Provided text
☆ ☆ ☆

Public health research institute Fiocruz found P1 in 51 percent of Covid-19 patients in Manaus in December. By January, that had jumped to 91.4 percent.
By early February, the city's average daily death toll from Covid-19 soared to more than 110, nearly triple the first wave.
The lack of hospital beds left victims to suffocate to death at home.
"It was complete desperation," said Adele Benzaken, a doctor and World Health Organization consultant based in Manaus who is closely involved in the fight against Covid-19 in her hometown.
"You have no idea what it is to see families running around to find oxygen canisters, the fights outside places selling oxygen," she told AFP.
"It was like a war -- the chaos of a bombing, when people are running around desperately without knowing what to do."
The first person in the Chaves sisters' family to get Covid-19 was their father, Marcio Moraes, a 43-year-old nurse technician on the front line of the pandemic.
He was briefly treated at a hospital -- and then sent home because there was not enough room.
The sisters borrowed 6,000 reais ($1,035) and bought him a small oxygen cylinder.
Soon, seven other relatives came down with Covid-19, and they had patients in every room of the house.
Despite donations from friends and neighbors, the family estimates they have spent about 20,000 reais out of pocket on medical expenses -- mostly on oxygen.
At the height of the crisis in January, the price of a 50-liter oxygen cylinder leapt from 1,000 reais to as much as 6,500 reais, as desperate buyers turned to the black market.
Police would escort oxygen shipments from overwhelmed suppliers and guard them at the hospital.
Amid the chaos, some sellers were caught painting fire extinguishers green to pass them off as oxygen tanks.
Other residents describe terrifying ordeals in overflowing hospitals.
When Josimauro da Silva, a 57-year-old mechanic with diabetes, developed severe Covid-19 symptoms, his daughter Jessica rushed him to the emergency room.
But after spending the night in the corridor with more than 100 other patients, he told his daughter, "Get me out of here."
People were dying all around him, he told her. There were no beds, oxygen, doctors or nurses to deal with so many sick people at the same time.
Jessica has been caring for him since. It is such an all-consuming job she barely finds time to sleep or eat, she said.
"I'm becoming a zombie," she told AFP.
Her father went through 20 50-liter oxygen cylinders in three weeks of treatment.

☆ ☆ ☆

Supplied material

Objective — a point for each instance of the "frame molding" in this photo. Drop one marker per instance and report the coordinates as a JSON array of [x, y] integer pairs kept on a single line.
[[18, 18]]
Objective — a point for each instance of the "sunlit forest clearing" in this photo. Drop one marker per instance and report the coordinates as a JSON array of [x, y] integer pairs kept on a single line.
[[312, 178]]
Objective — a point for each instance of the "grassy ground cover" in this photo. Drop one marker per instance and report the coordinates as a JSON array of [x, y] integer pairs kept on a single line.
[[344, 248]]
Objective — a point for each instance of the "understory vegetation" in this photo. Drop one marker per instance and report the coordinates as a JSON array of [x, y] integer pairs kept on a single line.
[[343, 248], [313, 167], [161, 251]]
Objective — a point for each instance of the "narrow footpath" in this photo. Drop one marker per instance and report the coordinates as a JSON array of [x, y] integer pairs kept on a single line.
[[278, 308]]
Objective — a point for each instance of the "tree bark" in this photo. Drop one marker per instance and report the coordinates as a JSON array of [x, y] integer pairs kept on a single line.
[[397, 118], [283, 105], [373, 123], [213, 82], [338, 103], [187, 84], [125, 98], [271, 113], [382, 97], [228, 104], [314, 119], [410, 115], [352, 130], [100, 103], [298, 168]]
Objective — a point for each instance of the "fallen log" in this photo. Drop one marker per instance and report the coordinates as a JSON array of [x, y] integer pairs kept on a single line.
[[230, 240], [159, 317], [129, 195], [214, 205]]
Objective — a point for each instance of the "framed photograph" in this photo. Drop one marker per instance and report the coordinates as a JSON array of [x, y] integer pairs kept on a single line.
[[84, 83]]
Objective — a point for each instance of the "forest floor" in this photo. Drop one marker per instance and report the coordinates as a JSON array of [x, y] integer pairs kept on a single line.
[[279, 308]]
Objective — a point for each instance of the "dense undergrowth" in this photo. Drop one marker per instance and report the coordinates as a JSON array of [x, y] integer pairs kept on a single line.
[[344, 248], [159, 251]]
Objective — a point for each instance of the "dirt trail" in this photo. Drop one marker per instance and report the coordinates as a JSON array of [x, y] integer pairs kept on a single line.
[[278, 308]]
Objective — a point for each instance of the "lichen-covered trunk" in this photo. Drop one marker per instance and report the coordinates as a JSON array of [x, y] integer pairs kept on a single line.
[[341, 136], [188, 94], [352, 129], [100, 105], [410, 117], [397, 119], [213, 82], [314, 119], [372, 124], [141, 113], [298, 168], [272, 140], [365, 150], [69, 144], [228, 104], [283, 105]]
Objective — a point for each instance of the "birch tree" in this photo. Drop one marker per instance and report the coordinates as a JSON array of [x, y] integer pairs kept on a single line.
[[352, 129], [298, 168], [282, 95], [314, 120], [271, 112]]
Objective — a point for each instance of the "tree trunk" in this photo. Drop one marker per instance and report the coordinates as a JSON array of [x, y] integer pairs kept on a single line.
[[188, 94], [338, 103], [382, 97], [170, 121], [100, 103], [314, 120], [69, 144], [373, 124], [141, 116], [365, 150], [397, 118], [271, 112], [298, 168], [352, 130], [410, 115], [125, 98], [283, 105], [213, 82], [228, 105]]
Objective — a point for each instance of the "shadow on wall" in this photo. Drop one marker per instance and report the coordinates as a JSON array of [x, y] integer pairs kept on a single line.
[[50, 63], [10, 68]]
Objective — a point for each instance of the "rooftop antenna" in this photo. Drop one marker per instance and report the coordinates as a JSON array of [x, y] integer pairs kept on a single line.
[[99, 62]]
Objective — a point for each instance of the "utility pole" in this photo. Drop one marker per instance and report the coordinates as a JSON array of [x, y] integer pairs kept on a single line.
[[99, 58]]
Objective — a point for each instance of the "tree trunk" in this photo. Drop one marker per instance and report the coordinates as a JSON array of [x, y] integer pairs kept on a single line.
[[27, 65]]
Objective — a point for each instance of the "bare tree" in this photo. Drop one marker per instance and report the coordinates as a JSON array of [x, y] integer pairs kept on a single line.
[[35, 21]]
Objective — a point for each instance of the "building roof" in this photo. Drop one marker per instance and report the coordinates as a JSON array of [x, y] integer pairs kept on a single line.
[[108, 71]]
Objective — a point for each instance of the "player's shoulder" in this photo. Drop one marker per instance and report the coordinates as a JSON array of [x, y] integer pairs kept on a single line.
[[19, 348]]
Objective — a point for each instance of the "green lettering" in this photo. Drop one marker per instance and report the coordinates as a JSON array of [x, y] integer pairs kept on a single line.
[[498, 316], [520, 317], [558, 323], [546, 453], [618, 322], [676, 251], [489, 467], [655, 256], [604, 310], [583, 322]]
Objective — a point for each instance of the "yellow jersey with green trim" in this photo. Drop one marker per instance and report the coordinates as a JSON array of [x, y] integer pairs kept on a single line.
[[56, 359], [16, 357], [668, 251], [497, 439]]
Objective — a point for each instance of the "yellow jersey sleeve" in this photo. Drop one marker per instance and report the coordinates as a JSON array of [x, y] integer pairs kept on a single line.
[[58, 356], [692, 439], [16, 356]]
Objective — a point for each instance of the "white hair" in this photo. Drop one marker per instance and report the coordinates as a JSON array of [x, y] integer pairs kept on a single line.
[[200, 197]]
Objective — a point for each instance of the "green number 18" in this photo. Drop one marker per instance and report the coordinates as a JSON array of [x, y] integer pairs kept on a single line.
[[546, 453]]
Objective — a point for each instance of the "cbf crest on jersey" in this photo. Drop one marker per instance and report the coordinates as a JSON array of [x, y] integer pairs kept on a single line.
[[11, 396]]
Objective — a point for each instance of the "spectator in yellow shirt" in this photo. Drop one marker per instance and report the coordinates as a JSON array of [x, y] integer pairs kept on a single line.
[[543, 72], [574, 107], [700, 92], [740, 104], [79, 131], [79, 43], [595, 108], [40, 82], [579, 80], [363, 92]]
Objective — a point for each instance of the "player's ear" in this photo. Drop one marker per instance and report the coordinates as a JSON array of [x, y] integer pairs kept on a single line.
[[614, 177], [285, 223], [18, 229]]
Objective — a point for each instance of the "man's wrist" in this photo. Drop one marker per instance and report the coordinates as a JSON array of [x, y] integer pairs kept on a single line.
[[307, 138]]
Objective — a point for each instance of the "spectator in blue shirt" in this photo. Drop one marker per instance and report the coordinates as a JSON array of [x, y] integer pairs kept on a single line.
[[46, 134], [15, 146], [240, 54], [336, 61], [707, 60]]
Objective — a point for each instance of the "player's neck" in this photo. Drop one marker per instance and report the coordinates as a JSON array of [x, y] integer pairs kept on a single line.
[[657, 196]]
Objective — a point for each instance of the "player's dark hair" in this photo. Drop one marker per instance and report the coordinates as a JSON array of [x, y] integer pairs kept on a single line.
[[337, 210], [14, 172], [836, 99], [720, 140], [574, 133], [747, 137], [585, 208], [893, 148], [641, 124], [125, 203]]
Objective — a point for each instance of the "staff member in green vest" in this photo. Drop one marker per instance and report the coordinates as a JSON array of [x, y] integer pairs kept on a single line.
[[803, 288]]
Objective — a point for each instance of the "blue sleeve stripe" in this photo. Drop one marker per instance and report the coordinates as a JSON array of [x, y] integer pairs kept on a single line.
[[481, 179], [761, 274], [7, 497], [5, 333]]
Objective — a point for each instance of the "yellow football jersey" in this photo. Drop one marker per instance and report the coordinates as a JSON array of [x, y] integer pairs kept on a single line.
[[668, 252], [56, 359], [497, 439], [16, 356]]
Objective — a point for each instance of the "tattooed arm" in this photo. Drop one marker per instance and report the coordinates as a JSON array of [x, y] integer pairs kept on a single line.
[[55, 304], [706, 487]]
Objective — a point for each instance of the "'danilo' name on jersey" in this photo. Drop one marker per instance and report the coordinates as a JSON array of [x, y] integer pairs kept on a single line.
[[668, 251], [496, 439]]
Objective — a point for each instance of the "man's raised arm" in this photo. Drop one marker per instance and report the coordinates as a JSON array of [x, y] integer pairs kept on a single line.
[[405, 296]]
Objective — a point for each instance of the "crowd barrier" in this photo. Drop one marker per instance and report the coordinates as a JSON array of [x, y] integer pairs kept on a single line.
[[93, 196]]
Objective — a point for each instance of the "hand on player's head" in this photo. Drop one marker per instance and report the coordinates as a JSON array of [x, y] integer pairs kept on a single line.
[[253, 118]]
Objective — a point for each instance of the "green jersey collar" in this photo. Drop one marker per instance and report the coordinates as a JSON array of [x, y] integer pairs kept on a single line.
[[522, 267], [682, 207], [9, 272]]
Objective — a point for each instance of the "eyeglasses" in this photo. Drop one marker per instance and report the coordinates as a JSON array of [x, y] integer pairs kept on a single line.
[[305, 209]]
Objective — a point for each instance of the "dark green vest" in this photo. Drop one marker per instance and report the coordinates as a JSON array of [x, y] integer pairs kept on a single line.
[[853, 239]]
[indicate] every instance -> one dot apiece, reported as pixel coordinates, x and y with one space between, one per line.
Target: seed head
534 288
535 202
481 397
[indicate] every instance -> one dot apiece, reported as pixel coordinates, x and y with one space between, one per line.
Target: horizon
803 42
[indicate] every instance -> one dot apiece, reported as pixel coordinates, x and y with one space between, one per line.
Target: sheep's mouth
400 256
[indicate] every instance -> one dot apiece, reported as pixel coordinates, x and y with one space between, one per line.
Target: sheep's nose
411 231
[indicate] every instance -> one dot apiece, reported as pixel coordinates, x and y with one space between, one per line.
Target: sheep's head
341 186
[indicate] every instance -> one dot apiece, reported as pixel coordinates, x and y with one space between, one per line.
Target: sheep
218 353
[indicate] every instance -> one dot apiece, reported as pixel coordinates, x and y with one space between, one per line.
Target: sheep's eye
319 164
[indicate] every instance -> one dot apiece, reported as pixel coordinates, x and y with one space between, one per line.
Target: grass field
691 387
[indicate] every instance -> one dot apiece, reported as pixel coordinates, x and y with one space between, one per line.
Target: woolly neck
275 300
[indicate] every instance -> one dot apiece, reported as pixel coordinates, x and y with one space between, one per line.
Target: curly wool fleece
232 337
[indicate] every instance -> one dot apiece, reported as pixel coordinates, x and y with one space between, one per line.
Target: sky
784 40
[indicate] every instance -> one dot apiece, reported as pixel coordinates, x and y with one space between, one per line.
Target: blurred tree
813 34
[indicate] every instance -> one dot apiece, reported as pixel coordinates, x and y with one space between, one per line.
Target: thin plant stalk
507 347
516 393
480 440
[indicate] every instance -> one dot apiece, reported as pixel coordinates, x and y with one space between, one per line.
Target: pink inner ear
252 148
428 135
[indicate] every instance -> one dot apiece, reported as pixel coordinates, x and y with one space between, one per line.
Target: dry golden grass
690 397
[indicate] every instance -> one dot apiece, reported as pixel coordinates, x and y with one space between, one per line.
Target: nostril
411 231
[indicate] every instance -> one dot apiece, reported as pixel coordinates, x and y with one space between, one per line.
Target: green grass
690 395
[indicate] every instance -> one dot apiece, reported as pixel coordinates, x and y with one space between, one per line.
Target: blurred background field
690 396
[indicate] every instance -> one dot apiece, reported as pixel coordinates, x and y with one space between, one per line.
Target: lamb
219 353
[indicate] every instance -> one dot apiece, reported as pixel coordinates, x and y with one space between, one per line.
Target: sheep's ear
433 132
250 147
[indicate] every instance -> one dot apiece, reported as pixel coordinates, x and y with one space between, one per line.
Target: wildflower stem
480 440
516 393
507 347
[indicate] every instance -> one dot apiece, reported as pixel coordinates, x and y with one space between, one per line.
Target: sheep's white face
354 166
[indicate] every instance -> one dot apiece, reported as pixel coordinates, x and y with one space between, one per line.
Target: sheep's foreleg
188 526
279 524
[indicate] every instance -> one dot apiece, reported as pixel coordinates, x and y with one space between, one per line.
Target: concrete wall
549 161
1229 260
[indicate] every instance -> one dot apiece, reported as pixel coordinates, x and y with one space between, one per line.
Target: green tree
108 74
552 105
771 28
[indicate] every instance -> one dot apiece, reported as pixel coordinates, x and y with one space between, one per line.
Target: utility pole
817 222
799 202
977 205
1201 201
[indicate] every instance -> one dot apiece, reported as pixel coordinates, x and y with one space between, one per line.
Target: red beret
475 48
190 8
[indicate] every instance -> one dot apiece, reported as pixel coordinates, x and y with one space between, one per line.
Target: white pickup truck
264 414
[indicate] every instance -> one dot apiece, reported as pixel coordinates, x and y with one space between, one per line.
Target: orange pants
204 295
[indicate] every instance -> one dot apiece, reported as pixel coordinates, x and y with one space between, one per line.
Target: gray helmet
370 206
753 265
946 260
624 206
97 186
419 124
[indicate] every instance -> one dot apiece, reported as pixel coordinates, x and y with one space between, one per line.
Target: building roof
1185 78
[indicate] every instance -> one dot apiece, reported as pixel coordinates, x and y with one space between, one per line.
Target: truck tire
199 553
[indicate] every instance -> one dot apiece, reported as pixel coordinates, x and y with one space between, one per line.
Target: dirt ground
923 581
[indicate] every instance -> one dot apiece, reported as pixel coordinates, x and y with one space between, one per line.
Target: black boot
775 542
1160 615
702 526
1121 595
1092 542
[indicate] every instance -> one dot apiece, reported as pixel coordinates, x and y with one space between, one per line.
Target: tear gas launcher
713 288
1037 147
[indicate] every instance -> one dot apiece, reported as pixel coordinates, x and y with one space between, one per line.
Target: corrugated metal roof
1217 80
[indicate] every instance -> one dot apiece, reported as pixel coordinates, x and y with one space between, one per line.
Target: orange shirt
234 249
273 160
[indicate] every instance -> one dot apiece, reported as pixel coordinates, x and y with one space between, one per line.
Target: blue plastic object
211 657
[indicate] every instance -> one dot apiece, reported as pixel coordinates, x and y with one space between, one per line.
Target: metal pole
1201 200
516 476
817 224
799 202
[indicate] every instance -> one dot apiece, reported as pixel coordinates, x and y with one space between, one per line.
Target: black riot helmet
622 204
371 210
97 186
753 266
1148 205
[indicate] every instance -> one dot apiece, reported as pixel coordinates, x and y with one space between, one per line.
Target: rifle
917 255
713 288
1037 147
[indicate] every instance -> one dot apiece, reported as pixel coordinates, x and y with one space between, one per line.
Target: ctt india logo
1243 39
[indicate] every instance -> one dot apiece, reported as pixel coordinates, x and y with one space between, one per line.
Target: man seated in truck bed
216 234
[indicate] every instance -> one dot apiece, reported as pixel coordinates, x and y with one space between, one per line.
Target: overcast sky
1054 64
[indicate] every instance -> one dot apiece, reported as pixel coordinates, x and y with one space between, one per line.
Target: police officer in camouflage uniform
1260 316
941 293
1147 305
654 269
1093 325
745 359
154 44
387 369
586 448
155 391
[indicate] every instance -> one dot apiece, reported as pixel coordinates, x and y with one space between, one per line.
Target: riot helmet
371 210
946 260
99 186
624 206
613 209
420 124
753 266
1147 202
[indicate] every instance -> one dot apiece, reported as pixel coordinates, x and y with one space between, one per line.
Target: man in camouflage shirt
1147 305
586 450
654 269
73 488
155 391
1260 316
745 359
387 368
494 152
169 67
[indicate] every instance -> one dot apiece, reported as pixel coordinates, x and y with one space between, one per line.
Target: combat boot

☆ ☆ ☆

Work item
Continue the report on the Covid-19 oxygen crisis in Manaus, starting after its last sentence.

Answer area
Jessica managed to pay for them thanks to donations from friends and family.
"Whoever could afford it bought oxygen, or took a plane out of Manaus if they could," said Fiocruz researcher Christovam Barcellos.
"The city was abandoned to the poor."
Even relatively well-off families have resorted to caring for loved ones at home.
Lying on an impromptu sick bed in his living room and connected to an oxygen tube, 36-year-old IT analyst Thiago Rocha told the story of how his family decided to bring him home after checking him into a hospital, only for his condition to deteriorate.
"I was very scared," said Rocha.
His upper-middle-class family estimates they have spent more than 10,000 reais on his care -- a small fortune to many Brazilians.
Public health experts say Manaus made missteps.
Officials caved to "political pressure" to fully reopen the economy, said Barcellos.
The city voted in the 2018 presidential election for far-right President Jair Bolsonaro, who has flouted expert advice on containing the pandemic, even as Covid-19 has claimed more than 280,000 lives in Brazil -- the second-highest toll worldwide, after the United States.
Years of under-investment and corruption also sapped the public health system.
But the city's story should serve as a warning, said Benzaken.
The P1 variant is spreading fast. It has reached more than two dozen countries, including the United States, Britain and Japan.
Studies indicate several vaccines are effective against it -- a relief. But the question is how far it can spread before people are vaccinated.
And other dangerous variants could emerge.
"This crisis could happen elsewhere," said Benzaken.
"Manaus is like a laboratory for what comes next."